• **Exercise task**
Pick out every line of the material below that contains the string "tree", treating uppercase and lowercase as different.
— START OF Supplied entries —
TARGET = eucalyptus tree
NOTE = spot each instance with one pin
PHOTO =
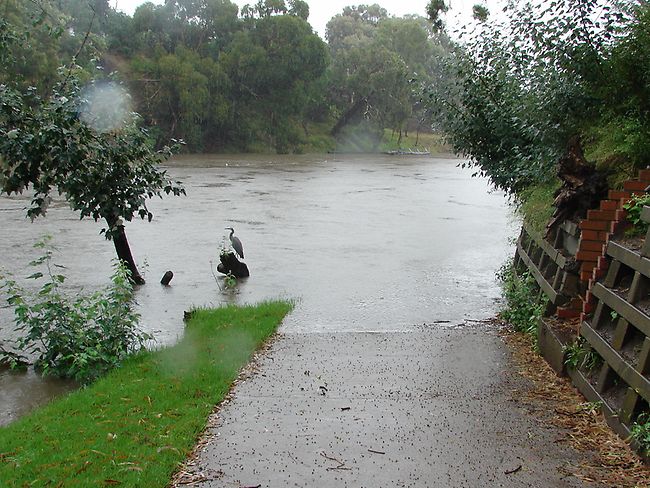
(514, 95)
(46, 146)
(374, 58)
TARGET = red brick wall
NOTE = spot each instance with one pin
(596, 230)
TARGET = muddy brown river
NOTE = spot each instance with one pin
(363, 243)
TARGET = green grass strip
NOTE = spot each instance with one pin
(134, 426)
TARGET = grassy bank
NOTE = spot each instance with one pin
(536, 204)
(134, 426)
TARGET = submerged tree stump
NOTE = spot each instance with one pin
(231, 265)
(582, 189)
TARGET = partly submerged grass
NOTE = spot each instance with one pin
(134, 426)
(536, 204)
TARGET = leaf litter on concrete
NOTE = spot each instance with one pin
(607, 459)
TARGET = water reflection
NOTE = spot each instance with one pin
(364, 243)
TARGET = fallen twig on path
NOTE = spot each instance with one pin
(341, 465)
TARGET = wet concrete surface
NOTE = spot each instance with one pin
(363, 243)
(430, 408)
— END OF Supplied entries —
— START OF Supplied entries —
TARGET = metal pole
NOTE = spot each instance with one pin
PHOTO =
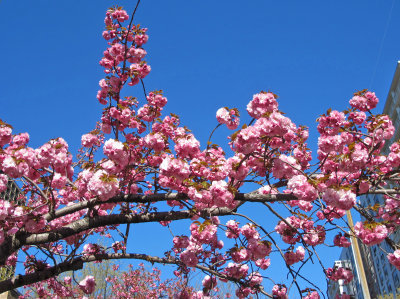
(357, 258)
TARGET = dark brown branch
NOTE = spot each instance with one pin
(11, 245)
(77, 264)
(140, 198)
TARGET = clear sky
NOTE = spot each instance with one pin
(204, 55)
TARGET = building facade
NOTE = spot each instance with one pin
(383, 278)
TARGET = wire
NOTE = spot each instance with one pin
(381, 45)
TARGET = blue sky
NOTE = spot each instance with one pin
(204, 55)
— END OF Supplied entries —
• **Answer to this task**
TARGET = eucalyptus tree
TARGET = submerged tree stump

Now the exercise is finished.